• _Aim_:
Reproduce every one of the rows below verbatim, leaving the pictures out of your copy.

>> begin Provided entries

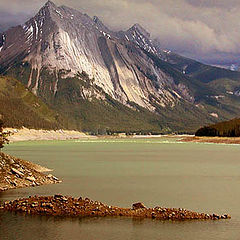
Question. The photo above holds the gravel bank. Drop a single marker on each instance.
(59, 205)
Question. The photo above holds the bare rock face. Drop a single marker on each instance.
(138, 206)
(64, 40)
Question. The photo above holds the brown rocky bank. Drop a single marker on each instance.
(59, 205)
(17, 173)
(220, 140)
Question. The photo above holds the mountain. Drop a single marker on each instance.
(20, 107)
(122, 81)
(222, 129)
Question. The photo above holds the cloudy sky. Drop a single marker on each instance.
(207, 30)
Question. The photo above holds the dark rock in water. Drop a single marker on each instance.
(59, 205)
(138, 205)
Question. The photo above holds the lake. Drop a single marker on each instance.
(119, 172)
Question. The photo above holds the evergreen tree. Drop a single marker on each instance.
(3, 135)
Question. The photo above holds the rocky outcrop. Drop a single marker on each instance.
(59, 205)
(17, 173)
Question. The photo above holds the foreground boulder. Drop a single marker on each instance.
(59, 205)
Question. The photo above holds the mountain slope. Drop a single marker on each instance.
(19, 107)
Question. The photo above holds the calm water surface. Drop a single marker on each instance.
(200, 177)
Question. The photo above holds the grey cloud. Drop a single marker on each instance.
(204, 30)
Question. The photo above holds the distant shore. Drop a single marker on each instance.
(220, 140)
(18, 173)
(25, 134)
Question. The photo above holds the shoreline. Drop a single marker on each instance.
(17, 173)
(217, 140)
(25, 134)
(64, 206)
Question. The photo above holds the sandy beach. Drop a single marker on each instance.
(220, 140)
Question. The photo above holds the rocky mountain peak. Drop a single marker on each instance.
(50, 4)
(137, 27)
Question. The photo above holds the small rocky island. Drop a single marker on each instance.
(59, 205)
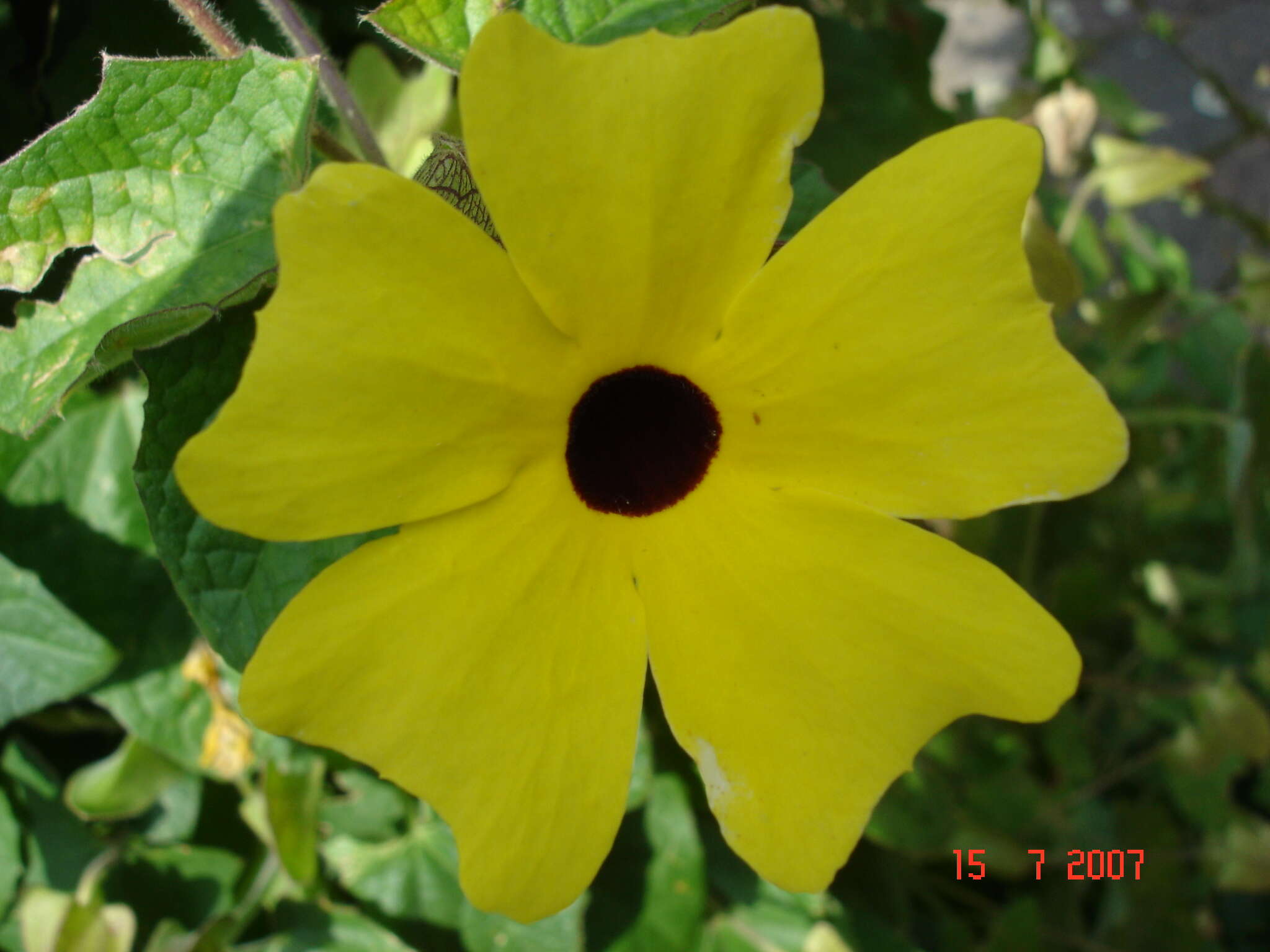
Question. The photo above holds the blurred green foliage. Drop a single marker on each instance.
(139, 811)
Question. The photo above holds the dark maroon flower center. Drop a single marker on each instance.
(641, 441)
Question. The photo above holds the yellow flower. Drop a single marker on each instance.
(628, 441)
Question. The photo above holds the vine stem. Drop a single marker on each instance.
(306, 43)
(210, 27)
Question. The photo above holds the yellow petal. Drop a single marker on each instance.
(399, 371)
(491, 662)
(806, 649)
(895, 352)
(641, 184)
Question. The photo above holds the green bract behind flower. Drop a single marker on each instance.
(722, 503)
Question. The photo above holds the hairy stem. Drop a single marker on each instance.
(306, 43)
(210, 27)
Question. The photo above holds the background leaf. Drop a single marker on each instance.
(171, 172)
(46, 653)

>> end Provided entries

• _The output_:
Question. The photo above holds the gravel bank. Drop a single marker on each instance.
(59, 205)
Question. The photo above holds the bare rock face. Drop a single marker on each instance.
(138, 206)
(64, 40)
Question. The photo above holds the brown rocky bank. Drop a single marker on each instance.
(59, 205)
(17, 173)
(220, 140)
Question. The photo above holds the mountain. Drop a single marker on each instance.
(20, 107)
(122, 81)
(222, 129)
Question. The photo above holds the cloudy sky. Drop a single marker on each instance.
(207, 30)
Question. The photo above holds the dark rock in water. Drop a single marker on each instance.
(59, 205)
(138, 205)
Question. The photo above holds the lake. Drop a single marker on each instance.
(119, 172)
Question. The photo above holds the evergreen tree. Drop a single marker on each instance.
(3, 135)
Question. The photo above holds the rocky outcrop. Drop a single marker on each instance.
(59, 205)
(17, 173)
Question. The photo above holds the foreground boulder. Drop a single marker on each instance.
(59, 205)
Question. The photo above holds the mountain slope. Drop a single marker on each instance.
(19, 107)
Question. The photo above holds the calm water surface. Drop a single marker on each instance.
(200, 177)
Question. The photo above holds the grey cloud. Drop a single marker on each instance.
(204, 30)
Question. The photo above holds the distant shore. Drop a single marker on each instance.
(220, 140)
(18, 173)
(25, 134)
Question. The photo above holds the shoreline. Drop a single marker on each instance.
(17, 173)
(217, 140)
(25, 134)
(64, 206)
Question. The photo above holds the sandy beach. Drop a single marker on each instance.
(220, 140)
Question. The photo above holds the rocky mountain peak. Drop a single marker on each instance.
(50, 4)
(137, 27)
Question. The photo above holds the small rocky island. Drop a single marker on each instance.
(59, 205)
Question. The photo above holds the blurred green foliage. Drop a single marker on each instance.
(139, 811)
Question. The photo above holds the dark maroon flower center. Drop a single marker on each instance.
(641, 441)
Question. The photo above holds the yellow flower. Drop a single marker on each instance.
(628, 441)
Question. The photo above holds the vine stem. Drop a single marker on each instance.
(306, 43)
(210, 27)
Question. The photo above holds the yellow petal. Drop a single marker on each instance.
(399, 371)
(491, 662)
(806, 649)
(895, 352)
(641, 184)
Question. The photo above holds the green bract behind flower. Drop a single marker on each instance.
(722, 503)
Question. The photo above holds the hairy stem. Drop a single marker on each instance.
(306, 43)
(210, 27)
Question. The photo above holds the background leaf. Drop a single marker on each instance.
(171, 172)
(46, 653)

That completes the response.